Selected excerpt:
Where It Actually Runs

Airlines

Crew scheduling, fleet assignment, and revenue management are all LPs (or integer programs built on LPs). When American Airlines re-solves its crew pairings, it is solving an LP with millions of variables. The annual savings from running these models correctly are measured in the hundreds of millions of dollars.

Oil Refineries

The product slate of a refinery — how much gasoline of which grade, how much diesel, how much jet fuel — changes hour by hour with crude prices and demand. The blending recipes that hit specs at minimum cost are computed by LPs running on the plant control system. Refineries that adopted LP-based blending in the 1950s and 60s ate the ones that did not.

Power Grids

Every five to fifteen minutes, the operator of a power grid solves an "economic dispatch" LP that decides which generators run at what output to meet demand at minimum cost subject to transmission constraints. ERCOT, PJM, MISO, and the European TSOs all do this. When you hear about "negative electricity prices" during a storm, those are LP shadow prices doing their job.

Package Routing

The line haul network for FedEx, UPS, and Amazon — the trucks and planes that move parcels between hubs — is planned by mixed-integer programs whose LP relaxations are solved millions of times during the search. The same is true of last-mile vehicle routing, which is a much harder problem (vehicle routing is NP-hard), but most modern solvers attack it with LP-based bounding.

Telecommunications

Bandwidth allocation in carrier networks, optical wavelength assignment, and CDN cache placement are all LPs or LP-relaxations of integer programs.

Limitations and What Comes Next

Integrality

The big one. Many real decisions are yes/no or count-based: assign this flight to this crew or not, ship via this truck or not, open this warehouse or not. These require variables that take integer values, which turns the problem into integer linear programming (ILP) or mixed-integer linear programming (MILP). ILP is NP-hard. The standard attack is branch and bound, which solves a sequence of LP relaxations to derive bounds and prune the search tree. The LP solver is the engine; the integer logic is the chassis.

Nonlinearity

Real systems are not exactly linear. Power flow on an AC grid is governed by quadratic equations, not linear ones. Refinery yields curve nonlinearly with feed composition. Practitioners handle this with piecewise linear approximations (lots of small LPs), with successive linear programming (repeatedly linearize, solve, update), or by stepping up to convex optimization or nonlinear programming entirely.

Data listing:
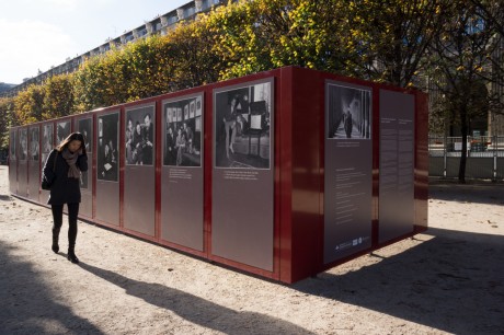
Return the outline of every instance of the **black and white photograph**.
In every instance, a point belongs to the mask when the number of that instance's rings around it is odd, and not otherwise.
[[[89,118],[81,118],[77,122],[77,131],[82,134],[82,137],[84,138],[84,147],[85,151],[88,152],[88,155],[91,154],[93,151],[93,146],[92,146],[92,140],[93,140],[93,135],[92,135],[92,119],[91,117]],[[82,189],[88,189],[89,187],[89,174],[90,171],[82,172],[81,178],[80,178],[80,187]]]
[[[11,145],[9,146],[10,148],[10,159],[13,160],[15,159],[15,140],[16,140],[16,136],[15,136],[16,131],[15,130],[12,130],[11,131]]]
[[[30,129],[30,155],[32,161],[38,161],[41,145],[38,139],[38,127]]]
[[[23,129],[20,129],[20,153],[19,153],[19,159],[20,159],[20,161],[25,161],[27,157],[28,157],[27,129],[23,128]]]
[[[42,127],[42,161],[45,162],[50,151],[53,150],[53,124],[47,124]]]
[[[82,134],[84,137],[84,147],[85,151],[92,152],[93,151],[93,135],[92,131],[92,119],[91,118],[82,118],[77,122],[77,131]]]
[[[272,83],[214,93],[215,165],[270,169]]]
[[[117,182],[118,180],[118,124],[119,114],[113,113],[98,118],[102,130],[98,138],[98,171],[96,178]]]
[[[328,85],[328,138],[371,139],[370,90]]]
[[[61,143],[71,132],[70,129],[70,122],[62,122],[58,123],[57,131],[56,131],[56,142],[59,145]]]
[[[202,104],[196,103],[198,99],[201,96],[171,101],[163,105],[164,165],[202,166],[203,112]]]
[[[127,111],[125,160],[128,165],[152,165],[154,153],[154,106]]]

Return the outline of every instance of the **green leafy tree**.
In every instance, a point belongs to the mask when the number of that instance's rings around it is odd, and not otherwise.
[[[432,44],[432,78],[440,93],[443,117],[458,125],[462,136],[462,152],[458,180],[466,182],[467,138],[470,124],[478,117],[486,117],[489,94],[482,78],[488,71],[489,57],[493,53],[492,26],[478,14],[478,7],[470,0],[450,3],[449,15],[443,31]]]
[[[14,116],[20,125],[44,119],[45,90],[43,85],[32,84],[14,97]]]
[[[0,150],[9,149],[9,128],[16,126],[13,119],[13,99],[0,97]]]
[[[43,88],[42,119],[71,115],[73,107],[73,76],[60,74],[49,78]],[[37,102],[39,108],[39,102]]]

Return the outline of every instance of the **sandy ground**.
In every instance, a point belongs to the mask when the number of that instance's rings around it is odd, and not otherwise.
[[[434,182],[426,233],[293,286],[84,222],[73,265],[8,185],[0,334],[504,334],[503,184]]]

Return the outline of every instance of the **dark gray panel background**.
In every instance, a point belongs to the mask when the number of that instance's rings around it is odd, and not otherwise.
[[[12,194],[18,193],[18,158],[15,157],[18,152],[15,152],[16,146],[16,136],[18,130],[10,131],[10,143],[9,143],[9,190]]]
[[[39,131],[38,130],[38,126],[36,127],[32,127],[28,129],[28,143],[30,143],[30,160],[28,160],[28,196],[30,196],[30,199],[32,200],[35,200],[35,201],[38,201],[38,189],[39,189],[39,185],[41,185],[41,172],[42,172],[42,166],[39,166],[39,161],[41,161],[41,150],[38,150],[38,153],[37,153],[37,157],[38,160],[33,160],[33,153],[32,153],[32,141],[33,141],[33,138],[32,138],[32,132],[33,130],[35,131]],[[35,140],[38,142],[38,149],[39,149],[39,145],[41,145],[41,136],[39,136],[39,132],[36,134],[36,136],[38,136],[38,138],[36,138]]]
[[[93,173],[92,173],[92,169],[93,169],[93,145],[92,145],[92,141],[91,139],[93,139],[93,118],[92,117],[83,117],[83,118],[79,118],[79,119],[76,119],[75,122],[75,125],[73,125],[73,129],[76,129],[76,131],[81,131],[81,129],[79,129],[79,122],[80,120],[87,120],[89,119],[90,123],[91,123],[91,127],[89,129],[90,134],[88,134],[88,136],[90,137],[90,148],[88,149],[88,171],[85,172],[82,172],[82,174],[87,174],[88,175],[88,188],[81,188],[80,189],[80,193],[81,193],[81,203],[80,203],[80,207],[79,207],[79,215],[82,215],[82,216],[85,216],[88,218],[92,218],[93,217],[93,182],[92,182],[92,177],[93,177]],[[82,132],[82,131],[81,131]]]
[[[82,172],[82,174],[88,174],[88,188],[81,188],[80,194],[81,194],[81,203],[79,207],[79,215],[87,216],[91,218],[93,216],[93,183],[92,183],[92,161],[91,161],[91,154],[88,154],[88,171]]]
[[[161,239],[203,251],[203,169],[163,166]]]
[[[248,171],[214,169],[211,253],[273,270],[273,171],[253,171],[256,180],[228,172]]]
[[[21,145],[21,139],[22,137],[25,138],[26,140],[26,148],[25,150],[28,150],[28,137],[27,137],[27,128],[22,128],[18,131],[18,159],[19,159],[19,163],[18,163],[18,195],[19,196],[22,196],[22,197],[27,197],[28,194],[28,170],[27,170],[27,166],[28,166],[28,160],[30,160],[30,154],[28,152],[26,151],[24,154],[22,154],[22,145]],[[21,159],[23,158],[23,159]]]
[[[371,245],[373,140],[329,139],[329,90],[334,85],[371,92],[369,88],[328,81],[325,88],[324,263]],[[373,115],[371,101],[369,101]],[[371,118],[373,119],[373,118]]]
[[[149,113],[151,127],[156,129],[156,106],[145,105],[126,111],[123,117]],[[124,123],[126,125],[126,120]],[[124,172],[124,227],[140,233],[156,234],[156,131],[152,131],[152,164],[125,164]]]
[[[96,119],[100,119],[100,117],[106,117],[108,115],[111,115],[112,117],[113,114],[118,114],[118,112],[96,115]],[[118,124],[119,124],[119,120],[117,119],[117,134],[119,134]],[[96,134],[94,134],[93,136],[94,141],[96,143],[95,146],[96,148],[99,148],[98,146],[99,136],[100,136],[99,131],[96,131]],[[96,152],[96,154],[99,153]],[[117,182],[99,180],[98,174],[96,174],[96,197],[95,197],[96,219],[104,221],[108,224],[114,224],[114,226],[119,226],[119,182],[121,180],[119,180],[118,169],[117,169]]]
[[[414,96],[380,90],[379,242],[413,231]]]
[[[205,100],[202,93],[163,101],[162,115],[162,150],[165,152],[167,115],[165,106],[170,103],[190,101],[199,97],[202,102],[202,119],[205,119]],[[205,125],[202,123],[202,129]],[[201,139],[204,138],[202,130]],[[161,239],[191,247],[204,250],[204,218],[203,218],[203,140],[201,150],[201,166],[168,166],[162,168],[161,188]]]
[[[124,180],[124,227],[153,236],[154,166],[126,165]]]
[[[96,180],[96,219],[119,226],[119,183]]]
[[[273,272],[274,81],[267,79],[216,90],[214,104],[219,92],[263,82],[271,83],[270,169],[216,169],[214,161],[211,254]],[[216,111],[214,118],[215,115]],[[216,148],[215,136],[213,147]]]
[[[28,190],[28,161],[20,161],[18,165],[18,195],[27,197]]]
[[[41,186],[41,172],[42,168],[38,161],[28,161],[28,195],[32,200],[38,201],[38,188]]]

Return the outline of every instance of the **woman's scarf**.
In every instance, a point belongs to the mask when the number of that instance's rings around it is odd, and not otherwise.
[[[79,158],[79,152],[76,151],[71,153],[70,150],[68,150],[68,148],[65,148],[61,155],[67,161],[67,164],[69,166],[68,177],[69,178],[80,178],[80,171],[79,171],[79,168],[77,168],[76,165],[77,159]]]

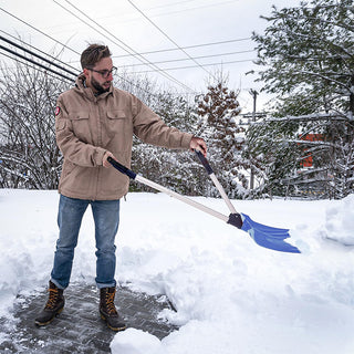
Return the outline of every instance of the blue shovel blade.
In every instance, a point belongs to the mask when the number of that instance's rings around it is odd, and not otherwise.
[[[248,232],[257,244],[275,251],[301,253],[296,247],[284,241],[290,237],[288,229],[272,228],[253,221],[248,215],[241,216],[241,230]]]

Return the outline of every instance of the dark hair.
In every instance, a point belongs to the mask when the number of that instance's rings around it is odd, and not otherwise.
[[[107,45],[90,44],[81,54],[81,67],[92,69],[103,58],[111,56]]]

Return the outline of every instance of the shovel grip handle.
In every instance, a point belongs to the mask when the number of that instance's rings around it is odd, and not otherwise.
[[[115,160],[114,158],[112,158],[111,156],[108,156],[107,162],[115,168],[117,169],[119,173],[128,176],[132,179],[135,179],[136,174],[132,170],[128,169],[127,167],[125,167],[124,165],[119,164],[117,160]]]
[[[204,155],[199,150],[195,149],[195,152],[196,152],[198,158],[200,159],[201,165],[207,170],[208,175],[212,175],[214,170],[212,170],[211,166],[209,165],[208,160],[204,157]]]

Questions to answer:
**a.** Reproduce the passage on linear programming between "The product slate" and "doing their job.", inclusive.
**b.** Extend the passage on linear programming beyond its final sentence.
The lines are drawn from a different source than the passage on linear programming.

Results in order:
**a.**
The product slate of a refinery — how much gasoline of which grade, how much diesel, how much jet fuel — changes hour by hour with crude prices and demand. The blending recipes that hit specs at minimum cost are computed by LPs running on the plant control system. Refineries that adopted LP-based blending in the 1950s and 60s ate the ones that did not.

Power Grids

Every five to fifteen minutes, the operator of a power grid solves an "economic dispatch" LP that decides which generators run at what output to meet demand at minimum cost subject to transmission constraints. ERCOT, PJM, MISO, and the European TSOs all do this. When you hear about "negative electricity prices" during a storm, those are LP shadow prices doing their job.

**b.**
Uncertainty

LP gives you the optimal plan for the data you typed in. Real data is noisy, and the optimal plan for the wrong data can be catastrophic. Stochastic programming and robust optimization are the principled responses, both of which use LPs as building blocks.

Degeneracy and Cycling

In theory, the simplex method can cycle through a set of degenerate corners forever without improving. In practice, modern solvers use Bland's rule or lexicographic pivoting to guarantee termination, at a small cost in average performance.

The Bigger Picture

Linear programming is one of those rare ideas that turned out to be much more important than its original problem. Dantzig was trying to schedule the Air Force. The mathematical object he defined — minimize a linear function over a polytope — turned out to model a staggering fraction of everything we do at industrial scale. The algorithm he wrote down — walk corner to corner along edges that improve the objective — turned out to work absurdly well despite a terrifying worst case, and to be the kernel of every optimizer that has since been built on top of it.

The next time a package shows up at your door faster than seems physically reasonable, there is a linear program somewhere that decided exactly which truck it rode on, which plane before that, and which hub it passed through. The algorithm is older than most of the people running it. It is still winning.